:: Problem details ::
Which lines in the items below contain the word "jersey"? Pull out each of those lines in full, counting only matches with the same capitalization.

(Segmentation labeling entries)
--- --- ---

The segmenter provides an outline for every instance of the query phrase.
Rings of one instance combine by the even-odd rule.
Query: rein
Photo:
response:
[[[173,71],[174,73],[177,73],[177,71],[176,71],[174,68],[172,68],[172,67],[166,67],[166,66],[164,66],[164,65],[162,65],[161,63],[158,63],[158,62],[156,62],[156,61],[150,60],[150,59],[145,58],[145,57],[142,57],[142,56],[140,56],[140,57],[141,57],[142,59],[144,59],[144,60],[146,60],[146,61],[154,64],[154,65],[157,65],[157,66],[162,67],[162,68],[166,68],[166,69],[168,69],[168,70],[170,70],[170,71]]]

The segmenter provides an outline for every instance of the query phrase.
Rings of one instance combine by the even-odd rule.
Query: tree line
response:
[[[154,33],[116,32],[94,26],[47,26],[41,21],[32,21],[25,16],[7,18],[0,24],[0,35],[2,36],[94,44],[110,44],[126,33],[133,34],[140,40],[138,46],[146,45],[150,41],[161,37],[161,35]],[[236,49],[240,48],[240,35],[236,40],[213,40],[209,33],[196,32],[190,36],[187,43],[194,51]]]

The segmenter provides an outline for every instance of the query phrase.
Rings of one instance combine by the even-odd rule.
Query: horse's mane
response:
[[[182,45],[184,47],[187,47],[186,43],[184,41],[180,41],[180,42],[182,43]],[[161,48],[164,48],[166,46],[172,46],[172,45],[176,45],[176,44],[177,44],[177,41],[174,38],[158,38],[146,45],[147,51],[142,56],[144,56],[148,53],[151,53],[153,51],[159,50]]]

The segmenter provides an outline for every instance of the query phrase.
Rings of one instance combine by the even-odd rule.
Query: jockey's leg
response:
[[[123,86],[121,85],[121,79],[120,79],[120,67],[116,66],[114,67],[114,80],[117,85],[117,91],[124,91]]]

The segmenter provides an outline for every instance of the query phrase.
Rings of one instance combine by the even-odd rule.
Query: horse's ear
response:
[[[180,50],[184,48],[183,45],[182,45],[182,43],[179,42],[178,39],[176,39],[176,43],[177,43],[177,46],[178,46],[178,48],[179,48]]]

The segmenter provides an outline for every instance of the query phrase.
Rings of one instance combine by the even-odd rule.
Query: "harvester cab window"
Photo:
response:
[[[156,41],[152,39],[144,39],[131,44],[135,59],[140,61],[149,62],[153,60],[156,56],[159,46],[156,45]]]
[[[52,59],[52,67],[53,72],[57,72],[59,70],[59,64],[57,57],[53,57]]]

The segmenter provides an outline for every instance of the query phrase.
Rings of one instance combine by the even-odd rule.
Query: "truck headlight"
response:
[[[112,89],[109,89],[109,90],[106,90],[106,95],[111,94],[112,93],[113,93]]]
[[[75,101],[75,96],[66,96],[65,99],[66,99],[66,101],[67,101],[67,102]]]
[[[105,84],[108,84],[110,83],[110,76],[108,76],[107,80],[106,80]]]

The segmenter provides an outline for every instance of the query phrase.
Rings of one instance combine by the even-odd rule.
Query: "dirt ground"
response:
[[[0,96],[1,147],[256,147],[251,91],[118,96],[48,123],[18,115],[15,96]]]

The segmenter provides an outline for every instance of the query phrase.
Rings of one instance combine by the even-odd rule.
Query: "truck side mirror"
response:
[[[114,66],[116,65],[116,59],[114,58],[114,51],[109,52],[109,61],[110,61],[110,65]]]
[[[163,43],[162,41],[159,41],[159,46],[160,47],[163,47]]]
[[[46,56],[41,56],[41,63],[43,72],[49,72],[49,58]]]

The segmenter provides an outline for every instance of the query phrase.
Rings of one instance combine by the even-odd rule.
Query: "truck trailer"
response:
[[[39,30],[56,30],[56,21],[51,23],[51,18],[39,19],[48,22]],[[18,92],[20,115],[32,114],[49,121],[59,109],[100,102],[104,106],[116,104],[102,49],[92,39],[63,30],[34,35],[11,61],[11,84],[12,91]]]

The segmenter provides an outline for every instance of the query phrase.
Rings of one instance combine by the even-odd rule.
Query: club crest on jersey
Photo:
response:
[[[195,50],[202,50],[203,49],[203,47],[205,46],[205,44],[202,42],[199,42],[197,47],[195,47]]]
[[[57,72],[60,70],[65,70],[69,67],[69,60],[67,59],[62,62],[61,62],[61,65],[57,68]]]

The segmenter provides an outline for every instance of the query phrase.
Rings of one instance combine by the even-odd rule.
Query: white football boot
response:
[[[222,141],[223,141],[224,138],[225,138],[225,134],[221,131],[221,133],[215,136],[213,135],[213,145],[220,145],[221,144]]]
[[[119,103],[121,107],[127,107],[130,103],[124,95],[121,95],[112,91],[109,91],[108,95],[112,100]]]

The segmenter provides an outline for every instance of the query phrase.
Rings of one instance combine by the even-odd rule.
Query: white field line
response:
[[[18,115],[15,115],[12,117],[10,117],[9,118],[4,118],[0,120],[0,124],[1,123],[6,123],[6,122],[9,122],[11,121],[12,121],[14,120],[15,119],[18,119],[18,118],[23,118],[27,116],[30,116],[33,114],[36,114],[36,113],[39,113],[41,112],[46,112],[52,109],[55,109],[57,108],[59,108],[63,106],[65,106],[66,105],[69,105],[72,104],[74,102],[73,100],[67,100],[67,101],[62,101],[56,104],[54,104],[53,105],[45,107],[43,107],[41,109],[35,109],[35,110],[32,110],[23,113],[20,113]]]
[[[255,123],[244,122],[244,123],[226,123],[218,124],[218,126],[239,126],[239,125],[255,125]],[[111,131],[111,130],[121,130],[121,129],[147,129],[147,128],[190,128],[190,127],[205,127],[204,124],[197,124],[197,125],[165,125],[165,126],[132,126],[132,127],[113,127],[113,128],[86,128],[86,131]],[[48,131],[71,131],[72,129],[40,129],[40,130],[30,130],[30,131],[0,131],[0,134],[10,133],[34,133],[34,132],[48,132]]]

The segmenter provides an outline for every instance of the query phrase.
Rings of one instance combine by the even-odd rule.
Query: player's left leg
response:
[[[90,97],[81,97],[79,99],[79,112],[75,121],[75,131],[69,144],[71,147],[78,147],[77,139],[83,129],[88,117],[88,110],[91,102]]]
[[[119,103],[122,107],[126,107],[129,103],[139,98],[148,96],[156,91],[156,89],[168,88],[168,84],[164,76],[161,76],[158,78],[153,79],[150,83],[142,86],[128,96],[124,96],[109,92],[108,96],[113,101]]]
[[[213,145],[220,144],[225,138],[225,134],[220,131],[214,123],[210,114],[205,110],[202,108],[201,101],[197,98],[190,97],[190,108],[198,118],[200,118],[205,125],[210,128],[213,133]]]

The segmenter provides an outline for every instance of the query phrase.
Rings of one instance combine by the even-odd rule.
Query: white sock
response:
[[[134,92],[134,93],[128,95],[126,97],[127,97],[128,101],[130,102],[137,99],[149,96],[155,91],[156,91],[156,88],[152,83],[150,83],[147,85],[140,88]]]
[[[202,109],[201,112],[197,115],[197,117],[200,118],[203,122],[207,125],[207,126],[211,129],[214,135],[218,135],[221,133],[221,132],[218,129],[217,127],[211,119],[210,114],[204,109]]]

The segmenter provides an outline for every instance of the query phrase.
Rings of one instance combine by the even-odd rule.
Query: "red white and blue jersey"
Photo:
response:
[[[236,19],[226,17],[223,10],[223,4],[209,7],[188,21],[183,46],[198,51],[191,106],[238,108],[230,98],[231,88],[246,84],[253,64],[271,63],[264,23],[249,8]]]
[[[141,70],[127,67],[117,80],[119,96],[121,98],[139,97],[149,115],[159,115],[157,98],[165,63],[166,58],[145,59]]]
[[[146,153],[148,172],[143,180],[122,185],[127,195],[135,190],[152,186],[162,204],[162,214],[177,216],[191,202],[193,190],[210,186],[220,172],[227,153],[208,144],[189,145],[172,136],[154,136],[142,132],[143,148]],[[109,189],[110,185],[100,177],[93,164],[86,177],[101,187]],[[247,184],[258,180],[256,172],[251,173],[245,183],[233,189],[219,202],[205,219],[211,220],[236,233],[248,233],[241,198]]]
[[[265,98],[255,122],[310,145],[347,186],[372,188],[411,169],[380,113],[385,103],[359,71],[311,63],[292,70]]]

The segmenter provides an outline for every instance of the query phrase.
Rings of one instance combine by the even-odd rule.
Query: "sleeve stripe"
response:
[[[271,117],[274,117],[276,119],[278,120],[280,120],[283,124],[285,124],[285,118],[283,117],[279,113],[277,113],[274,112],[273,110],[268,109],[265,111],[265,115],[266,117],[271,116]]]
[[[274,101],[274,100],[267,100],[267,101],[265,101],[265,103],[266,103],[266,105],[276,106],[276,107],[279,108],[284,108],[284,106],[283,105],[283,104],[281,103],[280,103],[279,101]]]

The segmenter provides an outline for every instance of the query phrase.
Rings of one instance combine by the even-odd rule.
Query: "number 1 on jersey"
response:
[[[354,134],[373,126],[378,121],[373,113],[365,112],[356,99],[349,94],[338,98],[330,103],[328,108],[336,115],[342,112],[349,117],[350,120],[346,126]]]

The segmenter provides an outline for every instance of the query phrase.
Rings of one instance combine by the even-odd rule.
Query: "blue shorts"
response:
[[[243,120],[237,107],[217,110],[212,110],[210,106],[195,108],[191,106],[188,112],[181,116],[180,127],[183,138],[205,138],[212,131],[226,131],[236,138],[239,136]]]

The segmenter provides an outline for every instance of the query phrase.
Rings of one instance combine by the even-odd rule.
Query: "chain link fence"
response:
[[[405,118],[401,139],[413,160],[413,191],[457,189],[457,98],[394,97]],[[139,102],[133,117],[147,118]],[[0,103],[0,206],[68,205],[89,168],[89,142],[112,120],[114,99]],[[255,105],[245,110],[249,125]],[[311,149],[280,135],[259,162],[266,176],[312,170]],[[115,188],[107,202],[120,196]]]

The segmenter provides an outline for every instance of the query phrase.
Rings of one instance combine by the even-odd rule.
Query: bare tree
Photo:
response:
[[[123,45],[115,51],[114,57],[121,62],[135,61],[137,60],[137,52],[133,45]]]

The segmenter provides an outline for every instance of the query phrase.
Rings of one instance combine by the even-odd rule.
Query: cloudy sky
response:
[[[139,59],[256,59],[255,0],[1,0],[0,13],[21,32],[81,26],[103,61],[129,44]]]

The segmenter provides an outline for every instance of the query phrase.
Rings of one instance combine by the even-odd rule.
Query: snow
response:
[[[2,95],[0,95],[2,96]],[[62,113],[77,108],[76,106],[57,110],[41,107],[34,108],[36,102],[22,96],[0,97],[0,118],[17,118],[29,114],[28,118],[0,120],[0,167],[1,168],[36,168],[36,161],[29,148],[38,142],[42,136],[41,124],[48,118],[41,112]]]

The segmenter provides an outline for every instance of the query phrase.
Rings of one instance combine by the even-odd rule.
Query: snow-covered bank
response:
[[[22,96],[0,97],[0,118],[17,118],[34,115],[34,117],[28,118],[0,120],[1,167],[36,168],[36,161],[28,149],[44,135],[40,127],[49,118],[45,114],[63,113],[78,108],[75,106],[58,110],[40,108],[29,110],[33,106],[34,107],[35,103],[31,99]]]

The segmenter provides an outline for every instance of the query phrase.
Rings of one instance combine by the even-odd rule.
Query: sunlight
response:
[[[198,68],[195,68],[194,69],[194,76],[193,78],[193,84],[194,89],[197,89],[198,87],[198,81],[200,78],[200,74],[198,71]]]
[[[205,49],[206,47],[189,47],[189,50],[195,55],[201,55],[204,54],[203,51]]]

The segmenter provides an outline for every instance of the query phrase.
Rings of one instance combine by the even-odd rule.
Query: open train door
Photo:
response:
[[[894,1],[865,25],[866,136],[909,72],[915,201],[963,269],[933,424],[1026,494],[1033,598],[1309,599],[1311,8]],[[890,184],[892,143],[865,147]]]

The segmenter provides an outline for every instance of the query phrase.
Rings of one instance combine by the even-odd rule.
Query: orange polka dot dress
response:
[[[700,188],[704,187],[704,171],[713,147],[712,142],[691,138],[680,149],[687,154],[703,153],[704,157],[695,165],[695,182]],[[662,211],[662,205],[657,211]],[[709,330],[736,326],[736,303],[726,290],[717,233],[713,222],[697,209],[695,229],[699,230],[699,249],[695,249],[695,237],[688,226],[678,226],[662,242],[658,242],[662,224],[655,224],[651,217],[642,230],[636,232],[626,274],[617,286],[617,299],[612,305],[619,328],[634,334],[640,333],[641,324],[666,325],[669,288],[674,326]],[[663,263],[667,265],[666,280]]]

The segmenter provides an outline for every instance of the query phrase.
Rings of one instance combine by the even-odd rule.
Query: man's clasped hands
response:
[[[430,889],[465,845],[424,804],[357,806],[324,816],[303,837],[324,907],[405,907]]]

--- --- ---

:: Solution to this task ::
Query: club crest on jersey
Query: "red white and blue jersey"
Query: "number 1 on jersey"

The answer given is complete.